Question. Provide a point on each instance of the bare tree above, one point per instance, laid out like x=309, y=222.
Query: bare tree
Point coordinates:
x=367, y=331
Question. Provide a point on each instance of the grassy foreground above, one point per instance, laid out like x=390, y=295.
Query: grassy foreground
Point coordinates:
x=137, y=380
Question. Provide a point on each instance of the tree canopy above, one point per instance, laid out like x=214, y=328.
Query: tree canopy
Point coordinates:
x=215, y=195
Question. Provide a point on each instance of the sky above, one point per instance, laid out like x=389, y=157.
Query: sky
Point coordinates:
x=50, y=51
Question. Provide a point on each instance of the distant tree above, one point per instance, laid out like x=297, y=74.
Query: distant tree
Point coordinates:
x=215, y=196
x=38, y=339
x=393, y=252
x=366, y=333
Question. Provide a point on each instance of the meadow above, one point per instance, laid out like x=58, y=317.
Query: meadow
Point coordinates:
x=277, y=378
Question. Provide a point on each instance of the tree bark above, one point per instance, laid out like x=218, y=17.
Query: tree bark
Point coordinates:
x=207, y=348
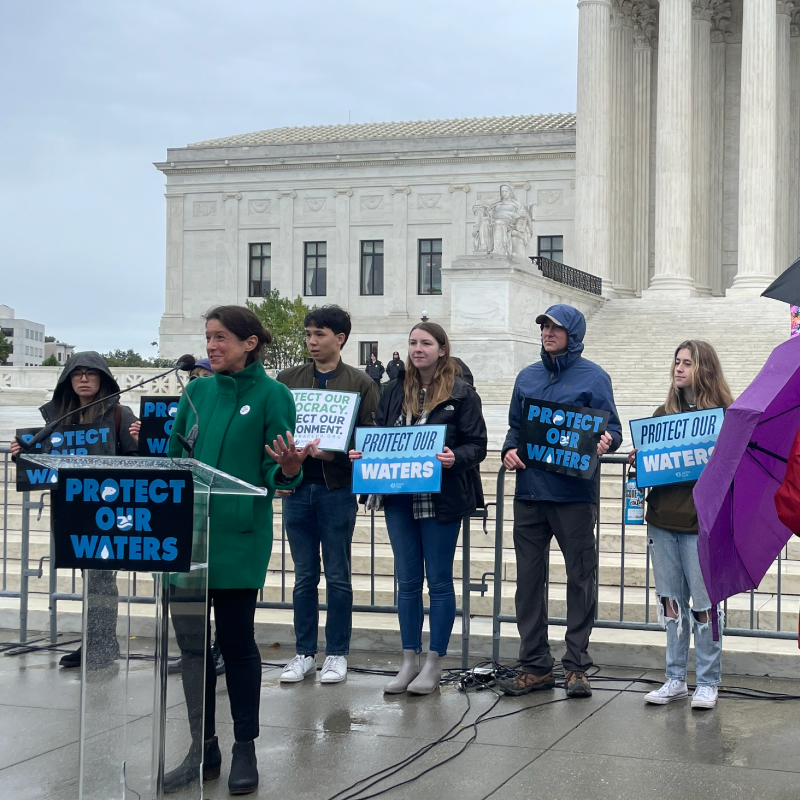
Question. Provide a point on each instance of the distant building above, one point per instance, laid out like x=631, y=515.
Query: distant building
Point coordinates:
x=26, y=338
x=60, y=350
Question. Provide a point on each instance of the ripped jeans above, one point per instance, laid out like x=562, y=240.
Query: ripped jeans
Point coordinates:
x=676, y=568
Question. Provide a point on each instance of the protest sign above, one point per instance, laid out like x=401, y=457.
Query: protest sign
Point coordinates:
x=156, y=415
x=676, y=447
x=325, y=415
x=399, y=460
x=69, y=440
x=123, y=519
x=561, y=438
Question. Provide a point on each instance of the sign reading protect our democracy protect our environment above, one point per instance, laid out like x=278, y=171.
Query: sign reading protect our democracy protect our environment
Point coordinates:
x=561, y=438
x=325, y=415
x=674, y=448
x=399, y=460
x=157, y=415
x=70, y=440
x=122, y=519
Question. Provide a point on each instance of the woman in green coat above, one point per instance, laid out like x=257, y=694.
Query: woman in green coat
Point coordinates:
x=241, y=411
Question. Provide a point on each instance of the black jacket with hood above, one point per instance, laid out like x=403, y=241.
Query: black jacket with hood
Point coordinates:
x=126, y=445
x=466, y=436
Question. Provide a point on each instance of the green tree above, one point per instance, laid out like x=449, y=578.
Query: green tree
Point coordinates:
x=5, y=348
x=283, y=318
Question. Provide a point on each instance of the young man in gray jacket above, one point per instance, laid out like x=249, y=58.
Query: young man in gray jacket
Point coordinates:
x=321, y=512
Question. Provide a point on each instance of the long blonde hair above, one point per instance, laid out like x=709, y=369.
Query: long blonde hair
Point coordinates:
x=443, y=379
x=711, y=390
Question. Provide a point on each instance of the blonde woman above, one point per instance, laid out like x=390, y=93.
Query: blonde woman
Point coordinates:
x=423, y=528
x=697, y=383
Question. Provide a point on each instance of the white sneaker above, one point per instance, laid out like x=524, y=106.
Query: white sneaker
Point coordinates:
x=705, y=697
x=334, y=670
x=298, y=668
x=673, y=689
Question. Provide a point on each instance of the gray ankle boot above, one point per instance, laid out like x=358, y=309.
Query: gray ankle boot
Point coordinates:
x=408, y=672
x=428, y=679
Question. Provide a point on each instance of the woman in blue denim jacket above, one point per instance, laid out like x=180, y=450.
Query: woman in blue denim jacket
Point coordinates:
x=697, y=383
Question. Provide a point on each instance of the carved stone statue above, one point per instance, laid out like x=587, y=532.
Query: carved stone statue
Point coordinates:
x=504, y=227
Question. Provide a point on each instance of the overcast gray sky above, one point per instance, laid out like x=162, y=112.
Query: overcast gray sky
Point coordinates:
x=94, y=92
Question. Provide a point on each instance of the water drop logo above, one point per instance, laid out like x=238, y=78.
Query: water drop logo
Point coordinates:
x=109, y=490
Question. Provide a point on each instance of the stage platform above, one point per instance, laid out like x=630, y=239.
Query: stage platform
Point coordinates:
x=317, y=740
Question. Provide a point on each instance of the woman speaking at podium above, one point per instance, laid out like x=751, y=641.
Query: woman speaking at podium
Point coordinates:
x=239, y=411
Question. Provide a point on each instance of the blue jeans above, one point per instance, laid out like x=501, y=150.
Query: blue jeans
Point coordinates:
x=676, y=568
x=317, y=517
x=422, y=547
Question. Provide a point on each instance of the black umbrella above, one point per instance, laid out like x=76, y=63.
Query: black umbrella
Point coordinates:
x=786, y=287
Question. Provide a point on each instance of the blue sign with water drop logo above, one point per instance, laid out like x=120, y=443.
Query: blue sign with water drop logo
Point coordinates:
x=123, y=519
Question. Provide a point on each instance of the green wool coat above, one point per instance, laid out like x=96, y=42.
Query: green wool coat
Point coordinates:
x=239, y=414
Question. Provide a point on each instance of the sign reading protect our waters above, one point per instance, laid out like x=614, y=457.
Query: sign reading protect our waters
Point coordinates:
x=674, y=448
x=561, y=438
x=70, y=440
x=123, y=519
x=399, y=460
x=157, y=415
x=325, y=415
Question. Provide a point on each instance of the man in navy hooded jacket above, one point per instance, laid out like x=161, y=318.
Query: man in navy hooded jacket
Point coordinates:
x=548, y=504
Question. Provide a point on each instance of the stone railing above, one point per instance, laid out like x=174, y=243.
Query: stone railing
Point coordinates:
x=569, y=276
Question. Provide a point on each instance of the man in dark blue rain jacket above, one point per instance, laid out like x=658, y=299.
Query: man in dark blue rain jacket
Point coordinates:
x=548, y=504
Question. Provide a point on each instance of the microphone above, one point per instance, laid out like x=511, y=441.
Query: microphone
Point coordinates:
x=185, y=362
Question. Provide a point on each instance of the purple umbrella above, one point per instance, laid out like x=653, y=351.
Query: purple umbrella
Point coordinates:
x=740, y=534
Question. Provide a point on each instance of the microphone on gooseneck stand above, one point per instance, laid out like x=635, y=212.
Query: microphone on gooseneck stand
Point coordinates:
x=185, y=363
x=188, y=442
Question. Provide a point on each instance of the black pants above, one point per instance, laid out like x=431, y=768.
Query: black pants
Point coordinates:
x=535, y=524
x=234, y=615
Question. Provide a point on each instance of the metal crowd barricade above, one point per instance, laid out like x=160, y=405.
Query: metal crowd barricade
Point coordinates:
x=621, y=623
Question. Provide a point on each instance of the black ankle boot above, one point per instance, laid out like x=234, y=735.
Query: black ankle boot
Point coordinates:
x=244, y=769
x=188, y=770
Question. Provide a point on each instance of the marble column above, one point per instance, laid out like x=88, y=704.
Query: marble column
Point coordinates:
x=643, y=19
x=593, y=139
x=173, y=306
x=783, y=153
x=717, y=145
x=339, y=277
x=794, y=137
x=673, y=234
x=757, y=151
x=283, y=277
x=396, y=303
x=621, y=182
x=701, y=143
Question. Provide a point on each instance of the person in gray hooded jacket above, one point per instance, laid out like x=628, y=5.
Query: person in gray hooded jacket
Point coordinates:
x=84, y=379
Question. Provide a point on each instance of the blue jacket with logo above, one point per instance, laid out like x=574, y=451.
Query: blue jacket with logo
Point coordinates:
x=572, y=380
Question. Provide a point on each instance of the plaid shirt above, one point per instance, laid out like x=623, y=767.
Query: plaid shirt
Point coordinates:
x=423, y=503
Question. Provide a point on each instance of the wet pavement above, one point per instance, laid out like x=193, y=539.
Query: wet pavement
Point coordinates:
x=318, y=740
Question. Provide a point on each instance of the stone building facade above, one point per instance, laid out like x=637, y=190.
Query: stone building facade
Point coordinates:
x=368, y=216
x=688, y=144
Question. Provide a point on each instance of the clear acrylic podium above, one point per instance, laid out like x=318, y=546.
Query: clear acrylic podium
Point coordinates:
x=135, y=719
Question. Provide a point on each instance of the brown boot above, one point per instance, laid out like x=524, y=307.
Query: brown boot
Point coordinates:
x=526, y=682
x=577, y=684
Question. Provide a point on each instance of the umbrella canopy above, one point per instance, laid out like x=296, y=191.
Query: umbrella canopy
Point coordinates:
x=786, y=287
x=740, y=534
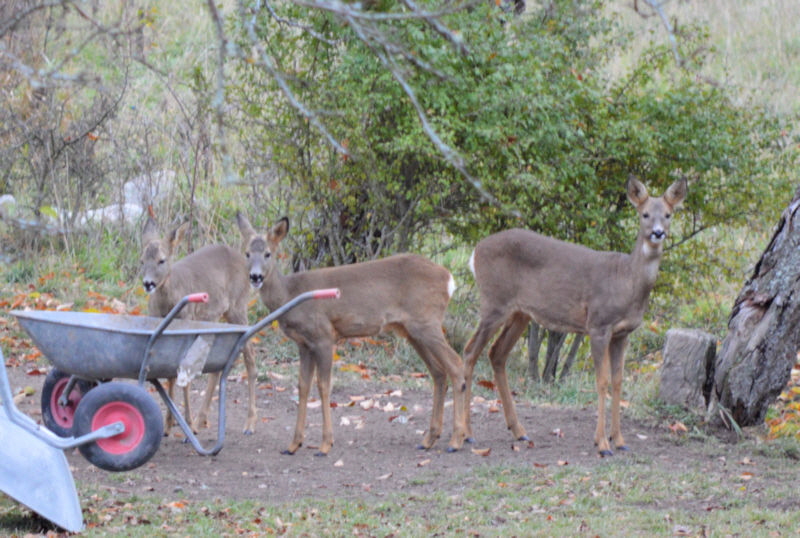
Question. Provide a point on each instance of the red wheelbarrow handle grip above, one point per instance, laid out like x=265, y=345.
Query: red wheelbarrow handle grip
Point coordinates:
x=330, y=293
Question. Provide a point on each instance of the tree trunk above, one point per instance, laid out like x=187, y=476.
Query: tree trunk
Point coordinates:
x=763, y=337
x=555, y=341
x=573, y=352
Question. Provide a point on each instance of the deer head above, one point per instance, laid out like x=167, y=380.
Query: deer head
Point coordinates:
x=655, y=214
x=260, y=249
x=157, y=253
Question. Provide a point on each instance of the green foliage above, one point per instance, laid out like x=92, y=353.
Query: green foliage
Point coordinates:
x=532, y=109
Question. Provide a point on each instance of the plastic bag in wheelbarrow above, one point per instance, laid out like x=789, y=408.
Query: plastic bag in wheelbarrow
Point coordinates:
x=32, y=471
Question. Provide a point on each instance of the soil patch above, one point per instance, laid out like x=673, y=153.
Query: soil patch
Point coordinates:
x=376, y=431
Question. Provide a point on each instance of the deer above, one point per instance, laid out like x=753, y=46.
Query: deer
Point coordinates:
x=220, y=271
x=404, y=293
x=565, y=287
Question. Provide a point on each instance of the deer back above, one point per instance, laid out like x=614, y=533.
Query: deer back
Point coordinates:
x=388, y=294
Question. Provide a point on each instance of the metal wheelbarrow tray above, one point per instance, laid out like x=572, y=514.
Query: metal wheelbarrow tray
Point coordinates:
x=89, y=350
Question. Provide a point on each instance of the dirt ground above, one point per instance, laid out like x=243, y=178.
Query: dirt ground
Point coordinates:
x=376, y=430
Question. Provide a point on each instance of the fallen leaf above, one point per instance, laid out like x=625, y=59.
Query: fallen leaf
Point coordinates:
x=678, y=427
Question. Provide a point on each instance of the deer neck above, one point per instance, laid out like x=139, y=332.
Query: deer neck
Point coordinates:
x=645, y=260
x=275, y=291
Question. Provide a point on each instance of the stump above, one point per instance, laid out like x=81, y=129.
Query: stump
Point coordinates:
x=687, y=374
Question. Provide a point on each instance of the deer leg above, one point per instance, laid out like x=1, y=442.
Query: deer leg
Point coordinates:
x=498, y=355
x=472, y=351
x=303, y=386
x=169, y=420
x=201, y=420
x=439, y=391
x=252, y=375
x=617, y=356
x=238, y=316
x=455, y=371
x=187, y=410
x=323, y=358
x=599, y=345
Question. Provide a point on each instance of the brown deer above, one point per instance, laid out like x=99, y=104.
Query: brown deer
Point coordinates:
x=219, y=270
x=407, y=294
x=564, y=287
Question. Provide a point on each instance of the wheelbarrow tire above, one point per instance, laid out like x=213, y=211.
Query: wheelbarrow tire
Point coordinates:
x=57, y=418
x=140, y=414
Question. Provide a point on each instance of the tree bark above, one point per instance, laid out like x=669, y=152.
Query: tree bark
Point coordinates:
x=555, y=341
x=763, y=337
x=535, y=337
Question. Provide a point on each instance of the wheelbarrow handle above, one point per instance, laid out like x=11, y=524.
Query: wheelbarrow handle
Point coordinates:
x=330, y=293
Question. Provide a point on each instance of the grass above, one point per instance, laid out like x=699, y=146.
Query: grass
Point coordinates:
x=622, y=497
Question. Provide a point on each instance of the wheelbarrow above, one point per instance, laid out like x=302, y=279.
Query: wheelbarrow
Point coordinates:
x=33, y=468
x=116, y=425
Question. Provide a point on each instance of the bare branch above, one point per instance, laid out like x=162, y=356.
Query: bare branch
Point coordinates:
x=263, y=59
x=658, y=7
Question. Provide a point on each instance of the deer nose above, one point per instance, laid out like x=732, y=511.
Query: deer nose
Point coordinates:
x=256, y=280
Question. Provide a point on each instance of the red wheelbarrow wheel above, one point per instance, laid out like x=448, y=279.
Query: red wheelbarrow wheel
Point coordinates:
x=58, y=418
x=138, y=412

• [Description of the task]: Please shift every point coordinate in the answers up by 73 and write out again the lines that run from the line containing "Question. Provide a point on each instance of the green tree" through the line containing "x=711, y=390", requests included. Give only these lines.

• [Finished answer]:
Question. Provide a point on each instance of the green tree above, one point per instance, laid out like x=449, y=578.
Query: green tree
Point coordinates:
x=78, y=421
x=356, y=391
Question. Provide a point on each instance of the young man in gray jacket above, one point per instance, laid out like x=249, y=58.
Query: young man in gray jacket
Point coordinates:
x=394, y=585
Question. Provide a point on each instance of the long blonde hair above, one point per instance, laid out like x=709, y=369.
Query: long blonde hair
Point coordinates:
x=516, y=452
x=784, y=463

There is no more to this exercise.